Update the records that follow by replacing "vision model" with "detection model" everywhere it occurs. Leave all other text unchanged.

Collected data
--- Start ---

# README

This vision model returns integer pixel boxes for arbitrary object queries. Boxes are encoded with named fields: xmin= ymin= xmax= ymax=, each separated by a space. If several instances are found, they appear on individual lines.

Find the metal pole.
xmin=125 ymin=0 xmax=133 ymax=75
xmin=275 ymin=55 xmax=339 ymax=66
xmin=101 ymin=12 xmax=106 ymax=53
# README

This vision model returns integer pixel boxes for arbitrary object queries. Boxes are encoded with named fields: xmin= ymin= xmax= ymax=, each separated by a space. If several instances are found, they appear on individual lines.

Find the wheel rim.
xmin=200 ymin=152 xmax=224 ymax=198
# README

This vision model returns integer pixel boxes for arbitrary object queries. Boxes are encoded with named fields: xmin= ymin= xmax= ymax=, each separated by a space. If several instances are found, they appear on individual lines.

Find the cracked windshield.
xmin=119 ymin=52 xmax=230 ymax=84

--- End ---

▶ **Final answer**:
# README

This detection model returns integer pixel boxes for arbitrary object queries. Boxes are encoded with named fields: xmin= ymin= xmax= ymax=, each separated by a space. If several instances are found, they appear on individual lines.

Find the metal pole.
xmin=125 ymin=0 xmax=133 ymax=75
xmin=275 ymin=55 xmax=339 ymax=66
xmin=101 ymin=12 xmax=106 ymax=53
# README

This detection model returns integer pixel boxes for arbitrary object queries. Boxes are encoded with named fields: xmin= ymin= xmax= ymax=, each separated by a space. If several instances are found, they appear on individual lines.

Find the wheel rim.
xmin=200 ymin=152 xmax=224 ymax=198
# README

This detection model returns integer pixel boxes for arbitrary object queries. Boxes are encoded with named fields: xmin= ymin= xmax= ymax=, each separated by a space. If several instances are found, they appear on individual lines.

Find the cracked windshield.
xmin=119 ymin=52 xmax=230 ymax=84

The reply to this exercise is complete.